--- DATA RECORDS Enclosed Below ---

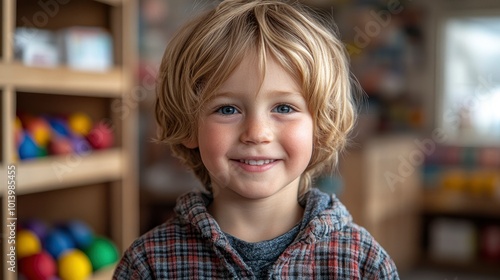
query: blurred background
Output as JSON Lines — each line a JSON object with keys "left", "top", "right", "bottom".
{"left": 1, "top": 0, "right": 499, "bottom": 279}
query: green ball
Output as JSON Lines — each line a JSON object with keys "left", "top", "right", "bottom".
{"left": 84, "top": 237, "right": 119, "bottom": 271}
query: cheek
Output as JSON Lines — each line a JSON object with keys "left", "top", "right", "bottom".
{"left": 281, "top": 119, "right": 314, "bottom": 162}
{"left": 197, "top": 122, "right": 230, "bottom": 165}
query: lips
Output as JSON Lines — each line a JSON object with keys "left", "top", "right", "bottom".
{"left": 239, "top": 159, "right": 276, "bottom": 166}
{"left": 232, "top": 158, "right": 279, "bottom": 172}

--- End of Enclosed DATA RECORDS ---

Everything in the records must be transcribed exactly, except the pictures, which are left out.

** WRITTEN SOLUTION **
query: blurred background
Output as JSON Lines — each line a JSON object with keys "left", "top", "right", "bottom".
{"left": 1, "top": 0, "right": 499, "bottom": 279}
query: green ball
Output as JSON Lines — each line a JSON object with keys "left", "top", "right", "bottom".
{"left": 84, "top": 237, "right": 119, "bottom": 271}
query: cheek
Output as JSON Lines — each line a JSON object with keys "left", "top", "right", "bottom".
{"left": 281, "top": 119, "right": 314, "bottom": 162}
{"left": 197, "top": 122, "right": 230, "bottom": 165}
query: lips
Output as JSON Lines — each line a JSON object with keys "left", "top", "right", "bottom".
{"left": 239, "top": 159, "right": 276, "bottom": 166}
{"left": 232, "top": 158, "right": 279, "bottom": 172}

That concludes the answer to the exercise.